** WORK TO COMPLETE **
In all of the records below, change "even-odd rule" to "odd-even rule" and write the lines out again with everything else left as it is. Leave the pictures out of your answer.

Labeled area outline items
+ + + + + + +

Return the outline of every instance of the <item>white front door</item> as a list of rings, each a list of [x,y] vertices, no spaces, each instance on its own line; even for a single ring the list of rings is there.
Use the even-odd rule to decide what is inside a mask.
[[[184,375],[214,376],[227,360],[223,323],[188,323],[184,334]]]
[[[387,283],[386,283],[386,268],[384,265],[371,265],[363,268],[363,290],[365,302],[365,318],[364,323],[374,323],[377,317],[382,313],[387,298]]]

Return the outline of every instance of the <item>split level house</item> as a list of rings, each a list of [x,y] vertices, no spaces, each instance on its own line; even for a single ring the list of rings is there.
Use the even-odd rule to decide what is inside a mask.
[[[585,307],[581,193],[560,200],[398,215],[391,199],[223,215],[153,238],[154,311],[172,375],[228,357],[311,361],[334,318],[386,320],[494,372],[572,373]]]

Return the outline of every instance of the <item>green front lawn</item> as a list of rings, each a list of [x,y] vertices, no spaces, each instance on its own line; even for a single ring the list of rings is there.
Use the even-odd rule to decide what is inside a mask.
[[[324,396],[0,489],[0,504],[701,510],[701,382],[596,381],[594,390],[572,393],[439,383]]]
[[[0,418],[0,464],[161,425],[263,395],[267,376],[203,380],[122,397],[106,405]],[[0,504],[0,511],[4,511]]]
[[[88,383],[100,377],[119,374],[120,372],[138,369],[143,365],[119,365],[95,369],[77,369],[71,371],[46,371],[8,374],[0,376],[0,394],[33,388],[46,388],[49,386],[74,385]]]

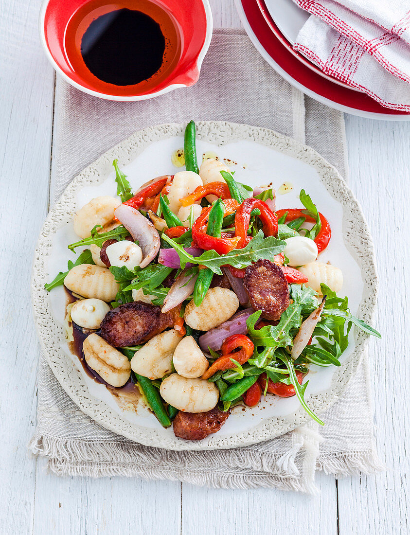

+ + + + + + +

** WRITTEN REPLY **
Return the outline of every instance of the <item>white front door</item> as a list of rings, each a list of [x,y] vertices, no spaces, each instance on its own line; even for a single ring the list of rings is there.
Use the odd-even rule to decide what is inside a mask.
[[[184,375],[214,376],[227,360],[223,323],[188,323],[184,334]]]
[[[387,283],[386,283],[386,268],[384,265],[371,265],[363,268],[363,290],[365,302],[365,318],[364,323],[374,323],[377,317],[382,313],[387,298]]]

Return the outline of every instance of the <item>split level house</item> as a list of rings, each a list of [x,y] vertices, no spaces, each instance on its own line; even for a single ring the list of rings is there.
Use the odd-even rule to decide what is inside a mask.
[[[585,307],[581,193],[560,200],[398,215],[391,199],[223,215],[153,238],[154,311],[172,375],[228,357],[311,361],[334,318],[386,320],[494,372],[572,373]]]

Return the outline of every instance of the <item>green front lawn</item> as a list of rings, each a list of [x,y] vertices, no spaces, each instance on its own line; even for a single ring the list of rings is there.
Use the odd-even rule to decide what is inside a mask.
[[[324,396],[0,489],[0,504],[701,510],[701,382],[596,381],[594,390],[572,393],[439,383]]]
[[[0,418],[0,464],[161,425],[263,395],[267,376],[203,380],[122,397],[106,405]],[[0,504],[0,511],[4,511]]]
[[[88,383],[100,377],[119,374],[120,372],[138,369],[143,365],[119,365],[95,369],[77,369],[71,371],[46,371],[8,374],[0,376],[0,394],[33,388],[46,388],[49,386],[74,385]]]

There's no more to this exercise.